-- Required action --
The pictures in the data below are to be omitted; all else must be duplicated exactly.

(Saved entries)
• • • • •
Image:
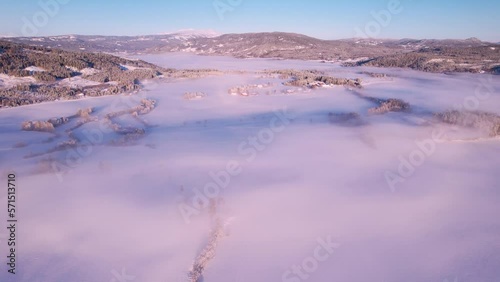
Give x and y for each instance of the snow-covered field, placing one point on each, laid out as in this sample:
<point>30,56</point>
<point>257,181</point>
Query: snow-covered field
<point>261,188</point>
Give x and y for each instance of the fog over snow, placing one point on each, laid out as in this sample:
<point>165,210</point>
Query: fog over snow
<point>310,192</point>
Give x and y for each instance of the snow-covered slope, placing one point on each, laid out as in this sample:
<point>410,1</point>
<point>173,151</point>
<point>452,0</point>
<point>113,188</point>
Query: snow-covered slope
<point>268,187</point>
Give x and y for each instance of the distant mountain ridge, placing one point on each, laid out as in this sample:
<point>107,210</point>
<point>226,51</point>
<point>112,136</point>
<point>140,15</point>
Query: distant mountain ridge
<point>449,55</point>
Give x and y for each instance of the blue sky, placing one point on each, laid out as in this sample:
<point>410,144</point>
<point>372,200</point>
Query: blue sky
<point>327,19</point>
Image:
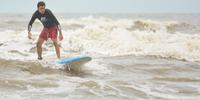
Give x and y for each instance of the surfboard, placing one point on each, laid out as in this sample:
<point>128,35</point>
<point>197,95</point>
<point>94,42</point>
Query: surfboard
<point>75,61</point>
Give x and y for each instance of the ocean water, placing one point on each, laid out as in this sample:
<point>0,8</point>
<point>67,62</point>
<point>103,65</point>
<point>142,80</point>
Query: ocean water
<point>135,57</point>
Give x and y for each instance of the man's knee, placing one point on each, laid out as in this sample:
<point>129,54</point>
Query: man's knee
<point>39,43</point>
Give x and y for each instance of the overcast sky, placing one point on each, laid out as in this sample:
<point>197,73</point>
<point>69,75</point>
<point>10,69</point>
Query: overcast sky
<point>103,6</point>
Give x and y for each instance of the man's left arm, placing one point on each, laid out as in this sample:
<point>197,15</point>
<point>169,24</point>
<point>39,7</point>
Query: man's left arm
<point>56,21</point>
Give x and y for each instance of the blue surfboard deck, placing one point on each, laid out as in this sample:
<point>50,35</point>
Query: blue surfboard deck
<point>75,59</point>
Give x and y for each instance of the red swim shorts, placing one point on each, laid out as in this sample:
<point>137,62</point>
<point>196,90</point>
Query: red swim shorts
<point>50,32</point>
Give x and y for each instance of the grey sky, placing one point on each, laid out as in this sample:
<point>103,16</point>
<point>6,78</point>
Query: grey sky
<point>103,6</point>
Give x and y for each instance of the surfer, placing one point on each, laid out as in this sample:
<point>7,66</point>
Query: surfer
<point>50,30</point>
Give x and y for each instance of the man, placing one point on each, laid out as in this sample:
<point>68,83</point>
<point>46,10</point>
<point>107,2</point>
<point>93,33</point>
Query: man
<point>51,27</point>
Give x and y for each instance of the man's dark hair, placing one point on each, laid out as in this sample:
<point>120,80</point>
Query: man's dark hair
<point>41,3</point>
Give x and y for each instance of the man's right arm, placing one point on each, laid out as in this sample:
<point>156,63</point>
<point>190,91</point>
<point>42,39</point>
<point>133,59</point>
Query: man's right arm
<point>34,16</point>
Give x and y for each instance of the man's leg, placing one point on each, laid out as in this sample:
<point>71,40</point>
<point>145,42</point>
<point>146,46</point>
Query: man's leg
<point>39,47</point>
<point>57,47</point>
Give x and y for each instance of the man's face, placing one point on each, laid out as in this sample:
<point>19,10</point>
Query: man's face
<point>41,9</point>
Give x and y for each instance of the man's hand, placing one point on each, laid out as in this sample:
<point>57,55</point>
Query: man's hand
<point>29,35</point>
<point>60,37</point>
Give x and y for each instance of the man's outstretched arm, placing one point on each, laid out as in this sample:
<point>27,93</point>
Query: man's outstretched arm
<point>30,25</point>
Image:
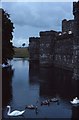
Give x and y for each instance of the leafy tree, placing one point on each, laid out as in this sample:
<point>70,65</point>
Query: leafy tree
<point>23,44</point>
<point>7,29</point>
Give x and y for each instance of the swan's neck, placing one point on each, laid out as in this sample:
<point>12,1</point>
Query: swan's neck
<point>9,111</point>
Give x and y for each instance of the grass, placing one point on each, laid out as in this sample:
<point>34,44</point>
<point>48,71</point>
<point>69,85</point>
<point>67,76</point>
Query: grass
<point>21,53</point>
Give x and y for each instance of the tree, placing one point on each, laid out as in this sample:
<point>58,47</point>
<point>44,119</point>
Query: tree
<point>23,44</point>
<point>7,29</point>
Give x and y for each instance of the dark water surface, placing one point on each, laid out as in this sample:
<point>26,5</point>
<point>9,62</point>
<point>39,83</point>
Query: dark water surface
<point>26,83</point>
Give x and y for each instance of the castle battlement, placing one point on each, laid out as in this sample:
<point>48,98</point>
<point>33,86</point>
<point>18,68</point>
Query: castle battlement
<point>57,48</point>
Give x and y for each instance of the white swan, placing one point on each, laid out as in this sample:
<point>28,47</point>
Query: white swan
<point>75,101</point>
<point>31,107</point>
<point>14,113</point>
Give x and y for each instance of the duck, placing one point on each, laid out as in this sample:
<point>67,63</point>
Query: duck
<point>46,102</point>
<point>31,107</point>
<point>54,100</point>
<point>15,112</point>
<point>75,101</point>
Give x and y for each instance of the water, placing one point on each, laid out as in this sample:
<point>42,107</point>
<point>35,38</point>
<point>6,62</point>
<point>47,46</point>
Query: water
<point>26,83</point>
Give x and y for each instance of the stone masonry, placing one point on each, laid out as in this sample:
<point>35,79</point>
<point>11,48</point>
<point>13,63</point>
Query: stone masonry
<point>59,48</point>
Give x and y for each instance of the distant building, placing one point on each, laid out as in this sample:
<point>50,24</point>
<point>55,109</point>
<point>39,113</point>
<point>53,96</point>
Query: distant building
• • • • •
-- Solution for this exercise --
Image:
Give x and y for each instance of the snow-covered field, placing one point on each, laid out as in this sample:
<point>30,56</point>
<point>257,181</point>
Query: snow-covered field
<point>261,188</point>
Give x and y for each instance of the fog over snow, placing one point on each, laid out as in this sample:
<point>165,210</point>
Query: fog over snow
<point>310,192</point>
Give x and y for each instance of the snow-covered slope, placing one point on each, laid out as in this sample:
<point>410,1</point>
<point>173,151</point>
<point>452,0</point>
<point>113,188</point>
Query: snow-covered slope
<point>268,187</point>
Give x and y for each instance of the distant mountain ridge, placing one point on each, laid out as in this sample:
<point>107,210</point>
<point>226,51</point>
<point>112,136</point>
<point>140,15</point>
Query: distant mountain ridge
<point>449,55</point>
Give x and y for each instance of the blue sky, placing one point on each, laid out as in this sample:
<point>410,144</point>
<point>372,200</point>
Query: blue sky
<point>327,19</point>
Image:
Give x and y for each instance of the surfboard, placing one point on each, laid out as in this sample:
<point>128,35</point>
<point>197,95</point>
<point>94,42</point>
Query: surfboard
<point>75,61</point>
Give x and y for each instance of the ocean water, placing one point on each, laid out as in this sample:
<point>0,8</point>
<point>67,62</point>
<point>103,65</point>
<point>142,80</point>
Query: ocean water
<point>135,57</point>
Give x and y for each instance of the man's knee, placing one point on each, laid out as in this sample:
<point>129,54</point>
Query: man's knee
<point>39,43</point>
Give x and y for each instance of the overcast sky, placing one point on each, laid out as in this sample:
<point>197,73</point>
<point>69,75</point>
<point>10,69</point>
Query: overcast sky
<point>103,6</point>
Give x and y for each instance of the man's left arm, placing one point on each, laid out as in this sample:
<point>197,15</point>
<point>169,24</point>
<point>39,7</point>
Query: man's left arm
<point>56,21</point>
Give x and y for each instance of the blue surfboard deck, placing one point on each, laid out as in this sample:
<point>50,35</point>
Query: blue surfboard deck
<point>75,59</point>
Give x and y for each instance of the red swim shorts, placing one point on each, laid out as in this sample:
<point>137,62</point>
<point>196,90</point>
Query: red swim shorts
<point>50,32</point>
Give x and y for each instance of the grey sky, placing one point on each, laid out as in this sample:
<point>103,16</point>
<point>6,78</point>
Query: grey sky
<point>103,6</point>
Give x and y for each instance of the surfer, placing one point on each, laid out as in this sample:
<point>7,66</point>
Query: surfer
<point>50,30</point>
Give x and y for each instance of the man, placing one point on each, laid out as in this sample:
<point>68,83</point>
<point>46,10</point>
<point>107,2</point>
<point>93,33</point>
Query: man
<point>51,27</point>
Give x and y for each instance of the man's dark hair, placing one point on each, laid out as in this sample:
<point>120,80</point>
Query: man's dark hair
<point>41,3</point>
Give x and y for each instance of the man's right arm, placing one point on each, laid out as in this sample:
<point>156,63</point>
<point>190,91</point>
<point>42,39</point>
<point>133,59</point>
Query: man's right arm
<point>34,16</point>
Give x and y for each instance of the man's leg, placing one point on each, laid out as in this sample:
<point>71,40</point>
<point>145,42</point>
<point>146,46</point>
Query: man's leg
<point>39,47</point>
<point>57,47</point>
Give x and y for each instance of the man's face, placing one point on each, laid out as in this sample:
<point>19,10</point>
Query: man's face
<point>41,9</point>
Give x and y for each instance of the man's hand, placing one point on each, laid out as in this sample:
<point>57,55</point>
Query: man's hand
<point>29,35</point>
<point>60,37</point>
Give x and y for each instance of the man's outstretched arm, placing one point on each, laid out as in this sample:
<point>27,93</point>
Query: man's outstretched arm
<point>30,25</point>
Image:
Give x and y for each instance of the leafy tree, placing one point on each, laid out as in this sample:
<point>70,65</point>
Query: leafy tree
<point>23,44</point>
<point>7,29</point>
Give x and y for each instance of the swan's neck, placing one point on each, laid out as in this sample:
<point>12,1</point>
Query: swan's neck
<point>9,111</point>
Give x and y for each instance of the grass, placing one point on each, laid out as in this sample:
<point>34,44</point>
<point>48,71</point>
<point>69,85</point>
<point>67,76</point>
Query: grass
<point>21,53</point>
Give x and y for each instance of the tree, placing one point on each, laid out as in this sample:
<point>58,47</point>
<point>44,119</point>
Query: tree
<point>23,44</point>
<point>7,29</point>
Give x and y for each instance of the dark water surface, placing one point on each, laid out as in this sample:
<point>26,5</point>
<point>9,62</point>
<point>39,83</point>
Query: dark water surface
<point>26,83</point>
Give x and y for each instance of the castle battlement, placing one point on each, laid out as in this sample:
<point>48,98</point>
<point>33,86</point>
<point>18,68</point>
Query: castle battlement
<point>57,48</point>
Give x and y for each instance of the white swan, placing one point on each, laid out as in this sample:
<point>28,47</point>
Query: white swan
<point>75,101</point>
<point>31,107</point>
<point>14,113</point>
Give x and y for each instance of the duck, placing one point on each, laid out as in this sample:
<point>67,63</point>
Query: duck
<point>46,102</point>
<point>31,107</point>
<point>54,100</point>
<point>15,112</point>
<point>75,101</point>
Give x and y for each instance of the water, placing one point on each, laid out as in this sample:
<point>42,107</point>
<point>35,38</point>
<point>6,62</point>
<point>47,46</point>
Query: water
<point>26,83</point>
Give x and y for each instance of the stone masonry, placing one point on each, laid out as in this sample:
<point>35,79</point>
<point>11,48</point>
<point>13,63</point>
Query: stone masonry
<point>59,48</point>
Give x and y for each instance of the distant building, placing one point on each, laid out as in this sample:
<point>50,24</point>
<point>55,109</point>
<point>39,113</point>
<point>53,96</point>
Query: distant building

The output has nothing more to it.